Task to carry out
Please restate each entry exactly, without skipping any.

Collected data

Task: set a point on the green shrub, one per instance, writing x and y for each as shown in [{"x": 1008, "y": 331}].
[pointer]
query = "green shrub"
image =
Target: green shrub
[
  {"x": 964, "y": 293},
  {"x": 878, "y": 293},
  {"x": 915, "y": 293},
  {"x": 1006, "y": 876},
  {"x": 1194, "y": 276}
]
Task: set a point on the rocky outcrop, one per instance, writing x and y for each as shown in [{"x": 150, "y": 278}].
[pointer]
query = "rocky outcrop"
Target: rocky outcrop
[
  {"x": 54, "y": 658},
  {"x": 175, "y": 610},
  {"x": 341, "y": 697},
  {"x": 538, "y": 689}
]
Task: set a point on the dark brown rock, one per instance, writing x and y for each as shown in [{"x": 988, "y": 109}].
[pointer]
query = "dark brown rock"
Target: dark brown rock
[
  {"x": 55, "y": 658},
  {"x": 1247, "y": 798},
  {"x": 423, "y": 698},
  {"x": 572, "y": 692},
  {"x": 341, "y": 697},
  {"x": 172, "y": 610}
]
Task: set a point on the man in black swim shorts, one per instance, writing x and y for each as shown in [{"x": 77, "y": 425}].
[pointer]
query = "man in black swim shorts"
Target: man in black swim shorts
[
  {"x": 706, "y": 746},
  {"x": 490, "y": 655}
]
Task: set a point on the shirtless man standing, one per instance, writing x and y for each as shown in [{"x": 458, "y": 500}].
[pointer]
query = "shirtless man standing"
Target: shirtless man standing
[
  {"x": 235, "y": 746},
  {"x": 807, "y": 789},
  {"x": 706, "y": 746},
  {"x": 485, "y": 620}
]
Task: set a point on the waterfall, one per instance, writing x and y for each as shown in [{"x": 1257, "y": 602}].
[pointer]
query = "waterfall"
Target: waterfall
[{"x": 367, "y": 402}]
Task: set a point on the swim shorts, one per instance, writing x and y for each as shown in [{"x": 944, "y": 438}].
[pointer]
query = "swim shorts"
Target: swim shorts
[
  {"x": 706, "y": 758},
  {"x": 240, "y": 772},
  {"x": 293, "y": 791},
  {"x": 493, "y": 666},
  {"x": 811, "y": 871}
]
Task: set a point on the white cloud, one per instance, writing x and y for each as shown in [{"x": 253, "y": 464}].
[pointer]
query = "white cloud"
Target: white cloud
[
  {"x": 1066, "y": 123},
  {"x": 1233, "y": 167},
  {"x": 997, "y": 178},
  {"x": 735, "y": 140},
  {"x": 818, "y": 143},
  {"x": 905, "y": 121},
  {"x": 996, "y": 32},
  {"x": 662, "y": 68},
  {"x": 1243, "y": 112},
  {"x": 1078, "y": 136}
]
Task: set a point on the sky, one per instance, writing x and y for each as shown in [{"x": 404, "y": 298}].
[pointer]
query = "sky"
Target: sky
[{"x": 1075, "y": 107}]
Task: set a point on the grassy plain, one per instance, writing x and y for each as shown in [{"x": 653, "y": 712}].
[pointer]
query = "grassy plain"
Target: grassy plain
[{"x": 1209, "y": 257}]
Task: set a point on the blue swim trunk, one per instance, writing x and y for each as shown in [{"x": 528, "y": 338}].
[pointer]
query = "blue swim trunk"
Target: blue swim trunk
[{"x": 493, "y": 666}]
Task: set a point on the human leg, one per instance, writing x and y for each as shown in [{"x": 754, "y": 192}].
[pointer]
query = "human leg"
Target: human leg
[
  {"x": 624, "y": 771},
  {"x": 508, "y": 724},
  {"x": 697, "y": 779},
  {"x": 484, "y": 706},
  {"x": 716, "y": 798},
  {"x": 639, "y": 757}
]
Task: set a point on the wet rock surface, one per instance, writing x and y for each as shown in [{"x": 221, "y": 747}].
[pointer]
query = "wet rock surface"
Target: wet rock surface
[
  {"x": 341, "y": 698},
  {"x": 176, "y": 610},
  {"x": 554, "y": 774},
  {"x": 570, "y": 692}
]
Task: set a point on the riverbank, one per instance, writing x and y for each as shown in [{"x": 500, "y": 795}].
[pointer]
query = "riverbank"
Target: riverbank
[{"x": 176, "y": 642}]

Exercise solution
Task: set a point on the green shrub, one per instance, writing x and y for each as shown in [{"x": 1008, "y": 331}].
[pointer]
query = "green shrub"
image =
Target: green shrub
[
  {"x": 964, "y": 293},
  {"x": 878, "y": 293},
  {"x": 915, "y": 293},
  {"x": 1006, "y": 876},
  {"x": 1194, "y": 276}
]
Task: set a point on the rocky outcrop, one per instance, writing x and y for each as shown in [{"x": 150, "y": 278}].
[pointer]
query = "rocky outcrop"
Target: rocky outcrop
[
  {"x": 54, "y": 658},
  {"x": 175, "y": 610},
  {"x": 341, "y": 697},
  {"x": 538, "y": 689}
]
Task: set a point on the dark brown rock, one per instance, writing x and y for each as shown in [{"x": 988, "y": 109}].
[pointer]
query = "dark brown rock"
Target: dark brown rock
[
  {"x": 55, "y": 658},
  {"x": 1247, "y": 798},
  {"x": 423, "y": 698},
  {"x": 572, "y": 692},
  {"x": 341, "y": 697},
  {"x": 172, "y": 610}
]
Task: set a point on the man in black swim shorts, one per instance, writing x and y for each as shown in [{"x": 77, "y": 425}].
[pointer]
query = "man in black swim shorts"
Target: man in black swim shorts
[
  {"x": 706, "y": 746},
  {"x": 490, "y": 655}
]
Task: set a point on the shirtless man standing, one per instance, writing x and y for each as shown in [{"x": 458, "y": 500}].
[pointer]
query = "shirtless man standing"
Target: shirtless man standing
[
  {"x": 235, "y": 746},
  {"x": 807, "y": 789},
  {"x": 706, "y": 746},
  {"x": 485, "y": 620}
]
Task: set a point on the waterfall, one per instance, writing x and y for each as shown in [{"x": 1257, "y": 602}].
[pointer]
query = "waterfall"
Target: waterfall
[{"x": 367, "y": 402}]
Task: set a point on the swim shorts, one per instance, writing x and y for each as shown in [{"x": 944, "y": 438}].
[pointer]
query = "swim shorts"
Target: swim shorts
[
  {"x": 706, "y": 758},
  {"x": 240, "y": 772},
  {"x": 293, "y": 791},
  {"x": 493, "y": 666},
  {"x": 811, "y": 871}
]
Task: set a point on the white cloud, one per instance, writing x and y for each as shown in [{"x": 253, "y": 464}].
[pointer]
query = "white cloud"
Target: white cloud
[
  {"x": 1066, "y": 123},
  {"x": 1233, "y": 167},
  {"x": 997, "y": 178},
  {"x": 735, "y": 140},
  {"x": 818, "y": 143},
  {"x": 905, "y": 121},
  {"x": 996, "y": 32},
  {"x": 662, "y": 68},
  {"x": 1243, "y": 112},
  {"x": 1078, "y": 136}
]
Task: set a point on the sky, one per instance, writing x and y for each as shown in [{"x": 404, "y": 298}].
[pointer]
query = "sky"
Target: sky
[{"x": 1075, "y": 107}]
Task: set a point on the grassy plain, one per instance, writing x and y for each as shown in [{"x": 653, "y": 712}].
[pointer]
query = "grassy plain"
Target: grassy plain
[{"x": 1209, "y": 257}]
Task: set a point on the blue swim trunk, one per instance, writing x and y for each as shown in [{"x": 528, "y": 338}].
[pointer]
query = "blue swim trunk"
Target: blue swim trunk
[{"x": 493, "y": 666}]
Task: set a point on the human leg, one per instance, writing x and y for each as shown in [{"x": 754, "y": 192}].
[pointer]
query = "human leg"
Target: human leg
[
  {"x": 624, "y": 771},
  {"x": 508, "y": 724},
  {"x": 697, "y": 779},
  {"x": 484, "y": 706},
  {"x": 716, "y": 798},
  {"x": 639, "y": 757}
]
Task: set a point on the wet rock surface, one per instance, writing x and y for each as shown in [{"x": 221, "y": 747}].
[pointer]
query = "wet rock surface"
Target: wet rock surface
[
  {"x": 341, "y": 698},
  {"x": 176, "y": 610},
  {"x": 554, "y": 774},
  {"x": 570, "y": 692}
]
Task: set a point on the riverbank, one per instance, writing x and y for each as shown in [{"x": 500, "y": 795}].
[pointer]
query = "riverbank"
Target: riverbank
[{"x": 176, "y": 642}]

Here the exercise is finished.